## Directions
If a line comes after the one containing "Target: concrete breakwater", leave it out; copy every line before it, and that line too, exactly as written, starting from the first line of the entries.

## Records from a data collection
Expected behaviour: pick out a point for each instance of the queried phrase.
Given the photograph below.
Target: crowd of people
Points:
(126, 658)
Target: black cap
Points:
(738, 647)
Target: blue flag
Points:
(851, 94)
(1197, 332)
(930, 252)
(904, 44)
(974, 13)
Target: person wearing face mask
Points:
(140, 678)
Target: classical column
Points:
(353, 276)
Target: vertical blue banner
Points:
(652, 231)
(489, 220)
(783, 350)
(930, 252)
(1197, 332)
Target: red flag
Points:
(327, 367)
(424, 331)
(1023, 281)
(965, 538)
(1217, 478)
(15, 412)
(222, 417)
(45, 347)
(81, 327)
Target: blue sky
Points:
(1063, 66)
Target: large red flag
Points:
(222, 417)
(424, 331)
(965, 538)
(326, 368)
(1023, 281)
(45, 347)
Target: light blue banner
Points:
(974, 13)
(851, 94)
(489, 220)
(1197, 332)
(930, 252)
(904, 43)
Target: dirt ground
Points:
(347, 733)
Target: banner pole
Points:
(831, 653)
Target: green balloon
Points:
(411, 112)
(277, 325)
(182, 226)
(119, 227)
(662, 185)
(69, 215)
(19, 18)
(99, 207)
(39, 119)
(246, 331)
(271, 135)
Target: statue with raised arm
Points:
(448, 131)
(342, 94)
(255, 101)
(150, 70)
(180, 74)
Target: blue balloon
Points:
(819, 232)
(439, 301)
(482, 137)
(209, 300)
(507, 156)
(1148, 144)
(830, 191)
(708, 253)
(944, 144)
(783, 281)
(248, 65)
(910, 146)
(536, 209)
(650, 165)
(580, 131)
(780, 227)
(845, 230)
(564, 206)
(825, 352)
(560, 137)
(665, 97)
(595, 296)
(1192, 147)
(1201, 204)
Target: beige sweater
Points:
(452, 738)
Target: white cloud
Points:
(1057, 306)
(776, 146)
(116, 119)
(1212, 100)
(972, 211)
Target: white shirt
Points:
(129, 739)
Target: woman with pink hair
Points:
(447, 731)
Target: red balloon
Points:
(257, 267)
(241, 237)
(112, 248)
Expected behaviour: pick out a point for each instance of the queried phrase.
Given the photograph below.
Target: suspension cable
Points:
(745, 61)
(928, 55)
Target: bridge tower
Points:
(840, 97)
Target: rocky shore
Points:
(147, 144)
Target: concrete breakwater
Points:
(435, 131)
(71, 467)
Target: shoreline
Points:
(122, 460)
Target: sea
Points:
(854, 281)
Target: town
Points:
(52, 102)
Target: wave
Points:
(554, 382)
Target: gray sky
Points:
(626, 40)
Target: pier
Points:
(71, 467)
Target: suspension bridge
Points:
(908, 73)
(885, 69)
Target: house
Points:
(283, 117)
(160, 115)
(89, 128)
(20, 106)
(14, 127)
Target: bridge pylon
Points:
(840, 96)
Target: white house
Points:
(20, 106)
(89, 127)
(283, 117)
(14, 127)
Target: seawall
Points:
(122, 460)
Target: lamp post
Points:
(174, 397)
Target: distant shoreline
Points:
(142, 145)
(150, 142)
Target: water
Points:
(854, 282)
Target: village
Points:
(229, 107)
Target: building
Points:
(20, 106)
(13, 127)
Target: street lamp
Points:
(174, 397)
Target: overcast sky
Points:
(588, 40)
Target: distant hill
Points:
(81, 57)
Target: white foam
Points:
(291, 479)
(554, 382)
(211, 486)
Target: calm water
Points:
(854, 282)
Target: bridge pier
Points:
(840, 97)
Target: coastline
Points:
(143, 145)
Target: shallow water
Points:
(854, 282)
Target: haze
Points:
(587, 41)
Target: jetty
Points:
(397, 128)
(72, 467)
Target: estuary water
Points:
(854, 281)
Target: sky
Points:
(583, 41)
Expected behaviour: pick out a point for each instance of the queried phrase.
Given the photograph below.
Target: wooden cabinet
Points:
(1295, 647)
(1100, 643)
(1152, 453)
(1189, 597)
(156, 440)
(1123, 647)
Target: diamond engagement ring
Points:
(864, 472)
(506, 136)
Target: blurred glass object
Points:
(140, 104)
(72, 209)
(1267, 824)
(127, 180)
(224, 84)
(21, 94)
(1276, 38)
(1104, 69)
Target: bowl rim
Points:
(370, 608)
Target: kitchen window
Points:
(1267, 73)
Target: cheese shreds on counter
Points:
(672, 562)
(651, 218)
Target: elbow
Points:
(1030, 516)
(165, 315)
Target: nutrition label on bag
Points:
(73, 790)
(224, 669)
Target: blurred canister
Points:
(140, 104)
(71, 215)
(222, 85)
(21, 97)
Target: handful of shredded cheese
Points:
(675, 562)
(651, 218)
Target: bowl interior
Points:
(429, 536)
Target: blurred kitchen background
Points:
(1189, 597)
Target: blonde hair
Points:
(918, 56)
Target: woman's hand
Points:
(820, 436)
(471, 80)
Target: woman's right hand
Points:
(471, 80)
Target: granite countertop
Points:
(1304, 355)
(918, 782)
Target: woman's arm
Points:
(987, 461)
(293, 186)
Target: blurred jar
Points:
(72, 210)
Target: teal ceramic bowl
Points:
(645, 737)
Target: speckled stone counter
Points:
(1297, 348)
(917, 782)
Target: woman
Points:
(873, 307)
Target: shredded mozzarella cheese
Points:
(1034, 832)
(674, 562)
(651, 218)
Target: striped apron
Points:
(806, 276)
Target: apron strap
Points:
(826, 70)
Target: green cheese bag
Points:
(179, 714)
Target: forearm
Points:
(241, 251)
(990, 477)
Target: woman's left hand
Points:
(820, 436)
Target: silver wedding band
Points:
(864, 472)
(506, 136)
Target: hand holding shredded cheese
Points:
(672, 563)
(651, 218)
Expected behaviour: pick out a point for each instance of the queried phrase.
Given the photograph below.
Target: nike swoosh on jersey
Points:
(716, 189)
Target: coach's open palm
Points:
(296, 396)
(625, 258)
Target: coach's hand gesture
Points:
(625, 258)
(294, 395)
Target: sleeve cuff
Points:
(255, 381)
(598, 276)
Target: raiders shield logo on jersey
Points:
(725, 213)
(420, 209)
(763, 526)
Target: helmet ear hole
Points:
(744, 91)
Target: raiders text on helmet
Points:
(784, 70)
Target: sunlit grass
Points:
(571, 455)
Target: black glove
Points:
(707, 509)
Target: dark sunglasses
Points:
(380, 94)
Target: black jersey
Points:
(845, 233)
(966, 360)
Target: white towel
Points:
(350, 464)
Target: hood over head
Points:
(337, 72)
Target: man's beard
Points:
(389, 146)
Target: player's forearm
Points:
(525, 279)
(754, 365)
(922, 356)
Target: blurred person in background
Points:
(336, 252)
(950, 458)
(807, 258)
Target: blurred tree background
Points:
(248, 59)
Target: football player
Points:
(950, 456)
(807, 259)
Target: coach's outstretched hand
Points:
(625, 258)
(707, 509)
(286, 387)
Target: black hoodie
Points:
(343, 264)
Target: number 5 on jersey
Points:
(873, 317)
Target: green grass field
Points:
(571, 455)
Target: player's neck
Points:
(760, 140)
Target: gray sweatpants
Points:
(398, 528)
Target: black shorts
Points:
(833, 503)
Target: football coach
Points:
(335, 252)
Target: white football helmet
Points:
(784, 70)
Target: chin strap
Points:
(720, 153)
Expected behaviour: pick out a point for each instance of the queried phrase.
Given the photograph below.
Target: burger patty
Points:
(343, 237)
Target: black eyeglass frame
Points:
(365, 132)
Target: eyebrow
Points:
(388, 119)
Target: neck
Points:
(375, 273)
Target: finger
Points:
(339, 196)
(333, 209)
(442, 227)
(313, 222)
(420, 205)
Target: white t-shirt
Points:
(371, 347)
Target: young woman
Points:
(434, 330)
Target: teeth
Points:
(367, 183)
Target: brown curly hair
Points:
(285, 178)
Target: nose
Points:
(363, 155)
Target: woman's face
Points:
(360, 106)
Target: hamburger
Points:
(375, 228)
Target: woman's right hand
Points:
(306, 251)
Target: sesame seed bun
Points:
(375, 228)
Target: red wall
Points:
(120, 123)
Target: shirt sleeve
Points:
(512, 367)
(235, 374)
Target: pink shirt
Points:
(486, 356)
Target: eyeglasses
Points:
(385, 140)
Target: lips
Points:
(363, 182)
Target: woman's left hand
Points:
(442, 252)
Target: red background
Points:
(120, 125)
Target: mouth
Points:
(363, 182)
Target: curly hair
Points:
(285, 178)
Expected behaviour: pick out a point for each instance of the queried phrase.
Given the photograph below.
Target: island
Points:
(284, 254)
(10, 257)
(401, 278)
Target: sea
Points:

## Your solution
Expected behaviour: pick out a point for each instance of the queried phrase.
Given the photograph below.
Target: crowd of people
Points:
(126, 658)
Target: black cap
Points:
(738, 647)
Target: blue flag
Points:
(851, 94)
(1197, 332)
(930, 252)
(904, 44)
(974, 13)
Target: person wearing face mask
Points:
(140, 678)
Target: classical column
Points:
(353, 276)
Target: vertical blue banner
Points:
(652, 231)
(489, 220)
(783, 350)
(930, 252)
(1197, 332)
Target: red flag
Points:
(327, 367)
(424, 331)
(1023, 281)
(965, 538)
(1217, 478)
(15, 412)
(222, 417)
(45, 347)
(81, 327)
Target: blue sky
Points:
(1063, 66)
Target: large red flag
Points:
(222, 417)
(424, 331)
(965, 538)
(326, 368)
(1023, 281)
(45, 347)
Target: light blue banner
Points:
(974, 13)
(851, 94)
(489, 220)
(1197, 332)
(930, 252)
(904, 43)
Target: dirt ground
Points:
(347, 733)
Target: banner pole
Points:
(831, 653)
Target: green balloon
Points:
(411, 112)
(277, 325)
(182, 226)
(119, 227)
(662, 185)
(69, 215)
(19, 18)
(99, 207)
(39, 119)
(246, 331)
(271, 135)
Target: statue with raised arm
Points:
(448, 131)
(342, 94)
(255, 101)
(150, 70)
(180, 74)
Target: blue balloon
Points:
(819, 232)
(439, 301)
(482, 137)
(209, 300)
(507, 156)
(1148, 144)
(830, 191)
(708, 253)
(944, 144)
(783, 281)
(248, 65)
(910, 146)
(536, 209)
(650, 165)
(580, 131)
(780, 227)
(845, 230)
(564, 206)
(825, 352)
(560, 137)
(665, 97)
(595, 296)
(1192, 147)
(1201, 204)
Target: beige sweater
Points:
(452, 738)
Target: white cloud
Points:
(1057, 306)
(776, 146)
(116, 119)
(1212, 100)
(972, 211)
Target: white shirt
Points:
(129, 739)
Target: woman with pink hair
Points:
(447, 731)
Target: red balloon
Points:
(257, 267)
(241, 237)
(112, 248)
Expected behaviour: pick out a point for each instance of the queried phrase.
Given the photograph below.
Target: suspension cable
Points:
(745, 61)
(928, 55)
Target: bridge tower
Points:
(840, 97)
Target: rocky shore
Points:
(147, 144)
Target: concrete breakwater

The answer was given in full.